Prompt — Each entry below should be restated word for word, without any picture it contains.

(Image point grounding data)
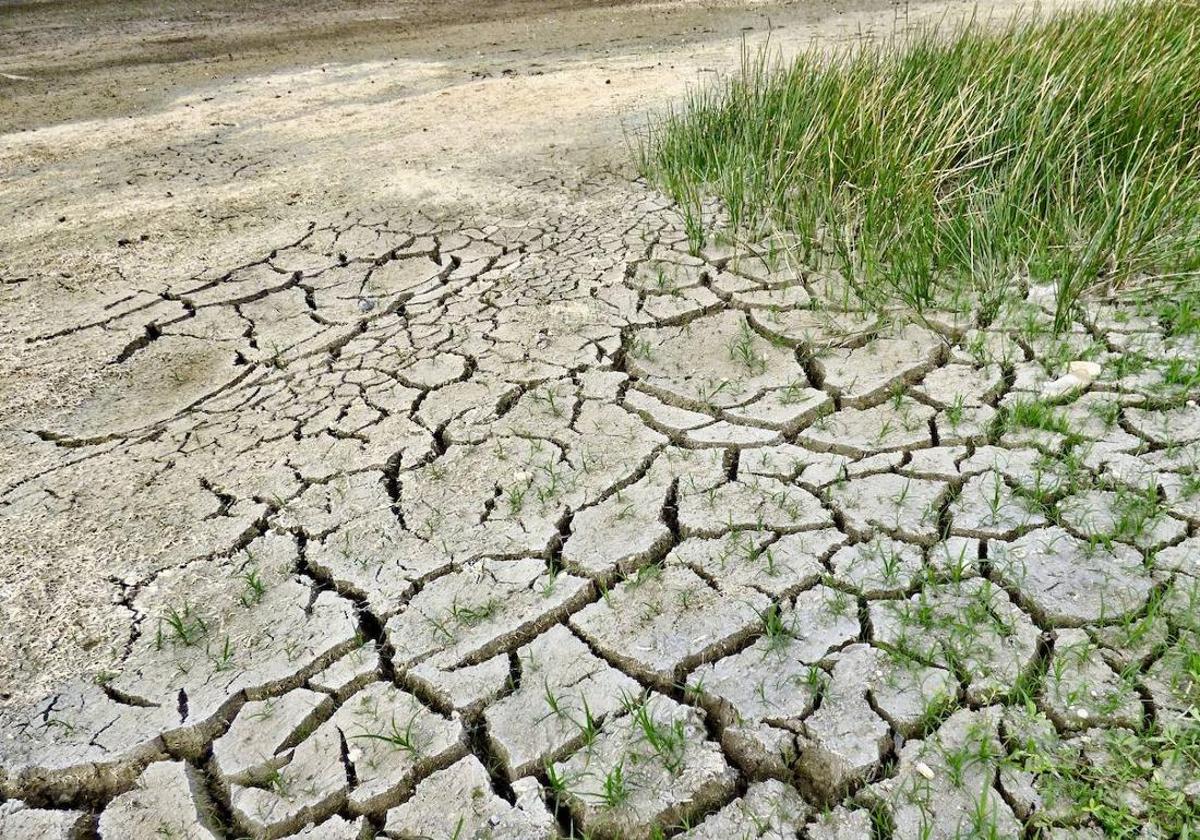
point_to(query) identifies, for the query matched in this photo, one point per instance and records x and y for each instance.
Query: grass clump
(933, 169)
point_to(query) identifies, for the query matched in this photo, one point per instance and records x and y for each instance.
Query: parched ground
(377, 459)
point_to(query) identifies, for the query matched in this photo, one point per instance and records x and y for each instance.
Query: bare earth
(375, 456)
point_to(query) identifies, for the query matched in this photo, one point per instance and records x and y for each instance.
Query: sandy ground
(351, 387)
(153, 143)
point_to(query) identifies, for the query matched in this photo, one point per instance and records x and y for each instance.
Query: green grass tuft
(934, 169)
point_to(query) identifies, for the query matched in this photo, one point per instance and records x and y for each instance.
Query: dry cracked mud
(385, 515)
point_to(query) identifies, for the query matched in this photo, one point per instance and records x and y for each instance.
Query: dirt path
(352, 379)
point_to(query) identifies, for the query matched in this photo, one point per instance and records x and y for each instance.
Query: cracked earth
(523, 521)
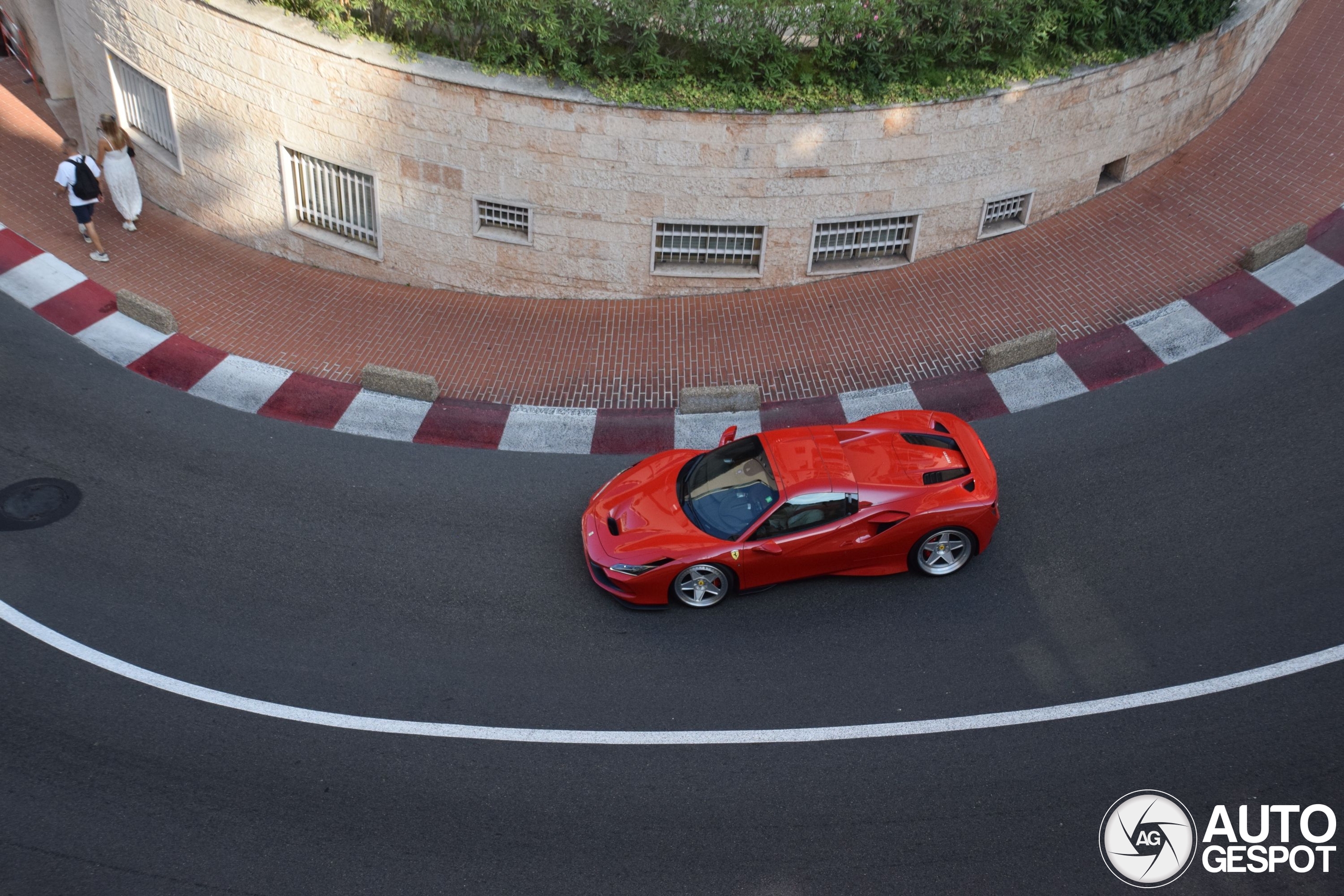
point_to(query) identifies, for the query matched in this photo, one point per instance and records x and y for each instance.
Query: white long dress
(123, 183)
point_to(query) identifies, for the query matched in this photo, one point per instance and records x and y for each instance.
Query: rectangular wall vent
(143, 107)
(507, 222)
(683, 249)
(1112, 175)
(862, 244)
(331, 198)
(1006, 214)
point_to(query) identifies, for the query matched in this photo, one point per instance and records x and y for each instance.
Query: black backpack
(87, 186)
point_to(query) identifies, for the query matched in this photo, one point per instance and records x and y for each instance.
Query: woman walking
(114, 155)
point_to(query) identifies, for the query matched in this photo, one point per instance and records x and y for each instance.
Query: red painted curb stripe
(310, 399)
(1109, 356)
(178, 362)
(454, 421)
(15, 250)
(971, 395)
(82, 305)
(804, 412)
(1240, 304)
(1328, 236)
(634, 430)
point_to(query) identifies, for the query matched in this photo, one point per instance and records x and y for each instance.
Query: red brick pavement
(1273, 160)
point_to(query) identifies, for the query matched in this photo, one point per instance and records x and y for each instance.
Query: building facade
(338, 154)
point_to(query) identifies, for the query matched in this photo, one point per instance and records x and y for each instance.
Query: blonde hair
(112, 131)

Response box —
point_to(query) identifies, for the query matched in this photo, one point per instance and records x and y for each instance.
Query: grass clump
(933, 169)
point_to(query) identifies, for the query matched in this photo, one point per instance and records x and y for each instance.
Query: parched ground
(377, 459)
point_to(query) identifies, for the query matched in this photo, one point per instance and records x and y for each instance.
Query: bare earth
(375, 456)
point_to(query) identifies, for the query matched in this photo, one point per instance and records x and y for each instance.
Query: sandy ground
(351, 387)
(153, 143)
point_to(query) identifies, for the query matched in this photo, one point per instance and records x and y for each instance.
Query: green grass tuft
(934, 169)
point_to(query) identifies, for the query matched in this photo, one point per instance and records x and y for each instance.
Query: dry cracked mud
(385, 515)
point_to(query) identifies, for the query matched in this photo, one point per instance and records x and y for each instance.
Query: dirt path
(352, 379)
point_to(query) identifies, for the query matched in this photo, one point per instance and records x and y for each instance.
Query: cracked earth
(523, 521)
point_to(query) identifies, for the query matched in this photo, one point per instance and records x and y for each instance.
Query: white long dress
(123, 183)
point_to(query) identifies, for the query matched in this photo, one point per instance and records x and y for each instance.
Query: rectangular wall vent
(143, 107)
(507, 222)
(683, 249)
(1112, 175)
(862, 244)
(331, 198)
(1006, 214)
point_to(query) identifies, for the query matched in this photo, one point per instance and records x and y for each instance.
Query: black backpack
(87, 186)
point_to(query) identifies, for the query matched in this photo, one point per instance and records x and y for each instance.
Query: woman walking
(114, 155)
point_to(query) identifies, for the query matched in this photo, one point per instance and records x and y for each instance.
Query: red painted curb stripe
(310, 399)
(1109, 356)
(178, 362)
(454, 421)
(15, 250)
(971, 395)
(82, 305)
(804, 412)
(1240, 304)
(1328, 236)
(634, 430)
point_to(query) identifies, for the query matched in this photo, one point per instance and records x and y for each instance.
Query: red brick pavement
(1273, 160)
point_to(query) identifies, for the query matched in this photo, one point per instance and records x and y for each instance.
Query: building facade
(338, 154)
point_to(query) identifies, for the query matched in this photo, one point per instance and records x and y for each instance.
Query: blonde hair
(112, 131)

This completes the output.